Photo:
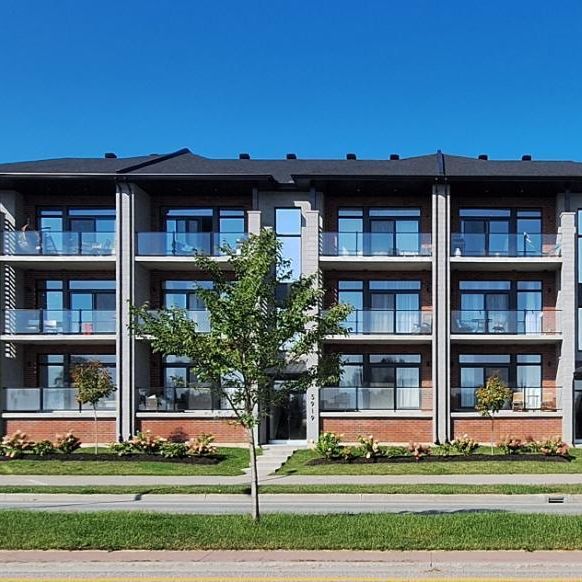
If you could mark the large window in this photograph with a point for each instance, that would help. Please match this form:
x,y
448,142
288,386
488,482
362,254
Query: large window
x,y
500,307
522,372
382,306
288,231
375,382
203,230
378,231
499,232
74,231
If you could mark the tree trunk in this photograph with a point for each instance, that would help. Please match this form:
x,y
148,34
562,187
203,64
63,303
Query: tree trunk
x,y
95,423
254,476
492,432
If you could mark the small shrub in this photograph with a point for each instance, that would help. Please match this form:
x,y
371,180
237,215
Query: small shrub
x,y
396,452
43,448
123,448
511,445
67,443
348,454
145,442
15,446
418,451
553,446
201,446
369,447
329,445
464,445
171,450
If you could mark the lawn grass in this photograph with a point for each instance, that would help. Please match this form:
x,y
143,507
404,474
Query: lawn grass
x,y
26,530
422,489
296,465
236,459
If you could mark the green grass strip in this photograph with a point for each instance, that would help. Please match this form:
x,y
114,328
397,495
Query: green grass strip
x,y
123,530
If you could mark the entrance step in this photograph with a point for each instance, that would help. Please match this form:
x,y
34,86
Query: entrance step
x,y
273,458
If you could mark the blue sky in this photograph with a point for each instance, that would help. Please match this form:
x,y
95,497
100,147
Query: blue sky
x,y
315,77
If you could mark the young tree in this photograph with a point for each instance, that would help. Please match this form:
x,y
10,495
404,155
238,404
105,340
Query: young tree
x,y
92,382
257,335
491,398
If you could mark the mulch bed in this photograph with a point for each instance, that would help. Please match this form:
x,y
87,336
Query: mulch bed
x,y
210,460
444,459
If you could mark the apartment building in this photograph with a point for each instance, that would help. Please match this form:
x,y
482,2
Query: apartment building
x,y
458,269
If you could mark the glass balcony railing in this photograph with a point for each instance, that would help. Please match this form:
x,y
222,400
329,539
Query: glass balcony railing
x,y
354,398
177,399
376,244
200,316
523,399
187,244
505,245
381,321
519,322
49,243
49,400
51,322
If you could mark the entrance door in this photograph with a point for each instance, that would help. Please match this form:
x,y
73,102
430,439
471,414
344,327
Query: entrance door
x,y
288,419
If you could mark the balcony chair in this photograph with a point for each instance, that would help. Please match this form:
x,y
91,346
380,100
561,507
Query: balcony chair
x,y
518,402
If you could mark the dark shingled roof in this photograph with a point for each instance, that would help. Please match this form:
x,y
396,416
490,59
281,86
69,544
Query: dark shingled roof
x,y
184,163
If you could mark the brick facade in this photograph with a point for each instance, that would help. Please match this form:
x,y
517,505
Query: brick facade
x,y
224,430
47,428
388,430
519,427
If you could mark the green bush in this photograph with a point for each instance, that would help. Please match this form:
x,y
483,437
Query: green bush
x,y
369,447
464,445
15,446
329,445
418,451
43,448
123,448
170,450
511,445
201,446
67,443
145,442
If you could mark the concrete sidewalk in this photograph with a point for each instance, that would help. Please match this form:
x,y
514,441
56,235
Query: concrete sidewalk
x,y
153,480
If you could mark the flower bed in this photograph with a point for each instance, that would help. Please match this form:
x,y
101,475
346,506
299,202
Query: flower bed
x,y
86,457
441,459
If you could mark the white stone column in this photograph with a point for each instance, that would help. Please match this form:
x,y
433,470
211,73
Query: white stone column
x,y
441,365
566,304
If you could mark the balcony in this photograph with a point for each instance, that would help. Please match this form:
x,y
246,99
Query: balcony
x,y
45,249
50,400
404,325
363,398
506,325
33,324
404,251
178,248
524,399
494,250
177,399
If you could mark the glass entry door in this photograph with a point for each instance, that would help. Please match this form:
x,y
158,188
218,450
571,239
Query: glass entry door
x,y
288,419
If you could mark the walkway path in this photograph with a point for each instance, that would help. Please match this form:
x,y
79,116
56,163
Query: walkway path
x,y
105,480
289,565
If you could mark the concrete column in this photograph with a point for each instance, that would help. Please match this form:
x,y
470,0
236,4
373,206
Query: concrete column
x,y
441,364
253,221
132,205
566,304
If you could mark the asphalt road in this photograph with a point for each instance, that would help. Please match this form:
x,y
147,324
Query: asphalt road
x,y
288,565
308,504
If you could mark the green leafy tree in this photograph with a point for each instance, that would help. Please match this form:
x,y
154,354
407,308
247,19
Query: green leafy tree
x,y
258,335
491,398
92,382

GOAL OF THE EXERCISE:
Omit the pictures, then set down all the remaining data exactly as given.

RESPONSE TO THE EXERCISE:
Photo:
If you could mark the large window in this photograph with a point for each instance, that would help. Please match this form:
x,y
448,142
288,386
488,482
362,254
Query: large window
x,y
500,307
522,372
382,306
288,231
375,382
203,230
378,231
499,232
74,231
If you could mark the tree trunk in this photograph with a point for each instance, that would help. Please match this form:
x,y
148,34
562,187
203,64
63,303
Query: tree trunk
x,y
95,423
254,476
492,432
If you could mark the small shrub in this photograph with a point for each instance, that would help. Please match this form:
x,y
371,180
237,215
Query: small shrub
x,y
396,452
43,448
123,448
511,445
67,443
348,454
145,442
15,446
418,451
553,446
201,446
369,447
329,445
464,445
171,450
If you could mark the lawn grass in this photograph with a point for each instance, that would help. Please match this form:
x,y
143,507
404,474
Query: lawn grass
x,y
26,530
422,489
296,465
236,459
If you could mark the green grass strip in this photograph with a point for each instance, that would help. Please match this form:
x,y
114,328
397,495
Query: green grass strip
x,y
123,530
If you could mark the entrance step in this photograph with a point for each instance, that would help. Please match this form:
x,y
34,86
Query: entrance step
x,y
273,458
If you could mark the blue sky in this photograph with a point for each instance, that would help. Please match this form:
x,y
95,497
100,147
Query: blue sky
x,y
315,77
If you could mark the young tree in this photograph with a point for each instance, that would help. Please match this form:
x,y
10,495
404,155
238,404
105,340
Query: young tree
x,y
92,382
257,335
491,398
If you could mark the mulch bed in this photograph with a point for each instance, that would help. Please match this form:
x,y
87,336
Query: mulch bed
x,y
210,460
444,459
If you could mark the apartment building in this photograph with a point for each instance, that would help. Please match this form:
x,y
482,2
Query: apartment building
x,y
458,269
If you could mark the glass balcony railing in this photograph with a point for each instance, that would help. Please match this form:
x,y
222,400
329,539
Query: glass balcony railing
x,y
354,398
177,399
376,244
200,316
523,399
187,244
505,245
381,321
519,322
49,243
49,400
51,322
If you could mark the entrance door in this photograph with a point for each instance, that would help. Please match this form:
x,y
73,102
430,439
471,414
344,327
Query: entrance door
x,y
288,419
If you could mark the balcony chair in this photograph with a point for each instance, that would help. Please match this form:
x,y
91,346
380,100
561,507
Query: balcony chair
x,y
518,402
If you could mark the dark shingled roof in this photograph with a point for each instance, that would help. Please match this form:
x,y
396,416
490,59
281,86
69,544
Query: dark shingled roof
x,y
184,163
If you could mark the brick facade in this photograph with a point for each instance, that would help. Please match this form:
x,y
517,505
Query: brick facade
x,y
224,430
47,428
388,430
519,427
If you could mark the green bush in this photograph with a point for each instance, that would help. Please match this form:
x,y
483,437
Query: green bush
x,y
369,447
464,445
15,446
329,445
418,451
43,448
123,448
170,450
511,445
201,446
67,443
145,442
If you could mark the concrete sidewalk in this photograph with a point for each instance, that would help. Please match this form:
x,y
514,441
56,235
Query: concrete sidewalk
x,y
153,480
If you could mark the flower bed in this photograph with a point for each instance, that would help. Please match this form:
x,y
101,475
346,506
299,202
Query: flower bed
x,y
86,457
441,459
If you could mark the white stone column in this photograph with a point for each instance, that would help. Please match this form:
x,y
433,470
211,73
Query: white stone column
x,y
441,365
566,304
If you could mark the balcony in this photograph with a point for each instance, that would help. Please match this form:
x,y
246,99
Query: balcony
x,y
45,249
50,400
404,325
363,398
506,325
33,324
404,251
178,248
524,399
494,250
177,399
If you could mark the glass entry door in this photograph with a point for each instance, that would help. Please match this form:
x,y
158,188
218,450
571,239
Query: glass entry door
x,y
288,419
If you could mark the walkway path in this photograph with a point for each instance, that would help. Please match this form:
x,y
79,116
56,163
Query: walkway path
x,y
105,480
289,565
If you could mark the concrete column in this photograph with a point for each instance, that would help. Please match this form:
x,y
470,0
236,4
373,206
Query: concrete column
x,y
441,364
253,221
132,205
566,304
If you could mark the asphalt road in this photograph with a point for each instance, that would help. Please match this form:
x,y
147,324
Query: asphalt road
x,y
288,565
308,504
If you could mark the green leafy tree in this photograph with a point for each instance, that would help. Please match this form:
x,y
154,354
407,308
247,19
Query: green leafy tree
x,y
258,335
491,398
92,382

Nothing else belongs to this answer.